*** Passage shown ***
Anglo-New Zealand Catholic bishop (born 1950)

Patrick James Dunn (born 5 February 1950) is a Catholic prelate. He was the 11th Bishop of Auckland, New Zealand from 1994 to 2021.

==Early life==
Dunn was born in London and is the eldest son of the late H. P. ("Pat") Dunn, a prominent Auckland obstetrician. Dunn was considerably influenced by his father and his mother, June Dunn, a former school teacher, in later deciding to become a priest and being appointed a bishop. He was educated at St Michael's School, Remuera, Sacred Heart College, Auckland, from 1961 to 1967, and the University of Auckland in 1968. He studied for the Catholic priesthood under the Jesuits at Holy Name Seminary, Christchurch from 1969 to 1970, and under the Vincentians at Holy Cross College, Mosgiel from 1971 to 1976. Beginning in 1988 he studied for a master's degree in theology from the Melbourne College of Divinity, which resulted in the publication of his study: Priesthood: a re-examination of the Roman Catholic theology of the presbyterate.

==Priest==
Dunn was ordained a priest at St Michael's Church in Remuera on 24 April 1976. He then carried out pastoral work with Māori in Māngere East and lived at the Auckland Catholic marae Te Unga Waka Marae in Epsom. Later, he served in the Auckland suburbs of Takapuna, Pakuranga and Northcote. In 1986 and 1987 he was Director of Vocations for the Diocese of Auckland. In 1992 he was appointed pastoral assistant to the Bishop of Auckland Denis Browne.

==Bishop==
On 24 July 1994, Dunn was ordained to the episcopate as an auxiliary bishop of Auckland.

On 24 December 1994 he was appointed Bishop of Auckland to succeed Browne who had been named Bishop of Hamilton. Dunn was installed as Bishop of Auckland in St Patrick's Cathedral, Auckland, on 29 March 1995.
*** End of Passage shown ***
*** Excerpted data ***
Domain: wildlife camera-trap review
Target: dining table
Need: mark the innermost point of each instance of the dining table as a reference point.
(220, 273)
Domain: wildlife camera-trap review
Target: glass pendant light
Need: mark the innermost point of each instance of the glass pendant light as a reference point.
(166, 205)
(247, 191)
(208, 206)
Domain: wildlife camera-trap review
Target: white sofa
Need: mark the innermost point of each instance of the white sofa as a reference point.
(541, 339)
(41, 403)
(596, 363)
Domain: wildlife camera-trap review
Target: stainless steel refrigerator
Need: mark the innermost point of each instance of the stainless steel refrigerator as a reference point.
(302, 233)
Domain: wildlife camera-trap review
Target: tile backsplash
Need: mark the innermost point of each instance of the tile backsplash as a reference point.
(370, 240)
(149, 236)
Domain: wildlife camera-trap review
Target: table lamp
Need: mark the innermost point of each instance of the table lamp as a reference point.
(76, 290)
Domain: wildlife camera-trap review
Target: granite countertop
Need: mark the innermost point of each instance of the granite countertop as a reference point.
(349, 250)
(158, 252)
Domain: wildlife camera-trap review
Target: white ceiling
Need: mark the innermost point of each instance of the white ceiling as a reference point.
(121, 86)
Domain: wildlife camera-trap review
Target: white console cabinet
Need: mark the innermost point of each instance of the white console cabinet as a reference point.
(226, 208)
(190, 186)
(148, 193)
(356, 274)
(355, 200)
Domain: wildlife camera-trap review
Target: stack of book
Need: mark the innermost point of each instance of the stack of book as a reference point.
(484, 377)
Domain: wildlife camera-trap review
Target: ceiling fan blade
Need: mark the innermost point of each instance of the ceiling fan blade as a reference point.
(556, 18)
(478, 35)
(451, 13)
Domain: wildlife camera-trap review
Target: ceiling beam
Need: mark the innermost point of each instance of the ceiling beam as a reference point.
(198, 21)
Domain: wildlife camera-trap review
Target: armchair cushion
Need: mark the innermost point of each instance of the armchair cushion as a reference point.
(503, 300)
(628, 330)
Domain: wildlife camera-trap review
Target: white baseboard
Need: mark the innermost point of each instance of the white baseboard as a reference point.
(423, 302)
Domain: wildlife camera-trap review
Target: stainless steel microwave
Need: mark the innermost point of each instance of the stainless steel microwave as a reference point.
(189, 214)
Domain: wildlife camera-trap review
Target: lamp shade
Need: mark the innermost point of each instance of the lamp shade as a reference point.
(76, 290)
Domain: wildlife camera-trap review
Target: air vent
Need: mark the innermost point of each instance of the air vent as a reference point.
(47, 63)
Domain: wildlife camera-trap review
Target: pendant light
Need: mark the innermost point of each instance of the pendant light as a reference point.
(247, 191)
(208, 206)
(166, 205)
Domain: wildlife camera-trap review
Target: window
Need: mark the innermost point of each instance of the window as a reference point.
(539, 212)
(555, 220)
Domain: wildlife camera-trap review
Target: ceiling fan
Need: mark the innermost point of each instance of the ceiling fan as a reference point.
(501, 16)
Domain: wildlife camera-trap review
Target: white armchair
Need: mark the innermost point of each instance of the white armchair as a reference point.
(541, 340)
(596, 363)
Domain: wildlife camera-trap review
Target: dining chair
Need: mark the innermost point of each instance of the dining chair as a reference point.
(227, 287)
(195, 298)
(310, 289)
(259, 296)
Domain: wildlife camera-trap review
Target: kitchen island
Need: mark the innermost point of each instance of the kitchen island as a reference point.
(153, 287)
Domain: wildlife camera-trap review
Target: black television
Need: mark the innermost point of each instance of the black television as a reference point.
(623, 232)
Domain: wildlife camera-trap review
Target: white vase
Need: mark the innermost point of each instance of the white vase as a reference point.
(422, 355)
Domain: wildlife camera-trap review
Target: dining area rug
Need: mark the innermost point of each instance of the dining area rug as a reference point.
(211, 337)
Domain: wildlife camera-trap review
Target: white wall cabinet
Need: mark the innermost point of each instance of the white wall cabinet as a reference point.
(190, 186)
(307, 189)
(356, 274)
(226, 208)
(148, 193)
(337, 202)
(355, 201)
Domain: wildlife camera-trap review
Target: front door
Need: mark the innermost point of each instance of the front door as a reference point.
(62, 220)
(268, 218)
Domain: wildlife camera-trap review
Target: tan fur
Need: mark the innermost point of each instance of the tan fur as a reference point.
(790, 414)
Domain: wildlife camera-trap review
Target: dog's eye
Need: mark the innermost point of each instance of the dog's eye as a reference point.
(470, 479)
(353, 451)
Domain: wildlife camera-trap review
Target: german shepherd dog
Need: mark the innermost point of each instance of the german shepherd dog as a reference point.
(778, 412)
*** End of Excerpted data ***
### Work to complete
1. Answer these questions from the biography of Patrick Dunn:
(a) What work had his mother, June Dunn, done before?
(b) In what church and on what date was Dunn ordained a priest?
(c) Which bishop did Dunn succeed as Bishop of Auckland, and where had that bishop been named?
2. List every school, college, seminary or university where the biography of Patrick Dunn says he was educated or studied.
3. Continue the biography of Patrick Dunn from its final sentence.

### Results of the exercise
1.
(a) She was a school teacher.
(b) St Michael's Church in Remuera, on 24 April 1976.
(c) Denis Browne, who had been named Bishop of Hamilton.

2.
- St Michael's School, Remuera
- Sacred Heart College, Auckland
- University of Auckland
- Holy Name Seminary, Christchurch
- Holy Cross College, Mosgiel
- Melbourne College of Divinity

3.
In 2015, Dunn expressed dissatisfaction with the English version of the Mass in use since November 2011. Dunn had served as New Zealand's representative on the International Commission on English in the Liturgy (ICEL), which had produced a translation of the Roman Missal in 1998 after 17 years of effort. The Congregation for Divine Worship had rejected that translation, formed its own committee, and produced the translation now in use. Dunn wrote that it was "too often unclear and sometimes verging on the unintelligible", "an accurate English translation of the Latin, but not a clear and beautiful vernacular text". He proposed a new translation be undertaken and has suggested that all the English-speaking bishops' conferences agree to pursue this in concert. New Zealand's bishops first endorsed instead efforts to establish different guidelines for translation rather than a new translation, and in 2017 welcomed Pope Francis' establishment of a commission to review the standards followed in rejecting the 1998 translation. Dunn said the idea was to avoid rules that "impose Latin syntax on contemporary English".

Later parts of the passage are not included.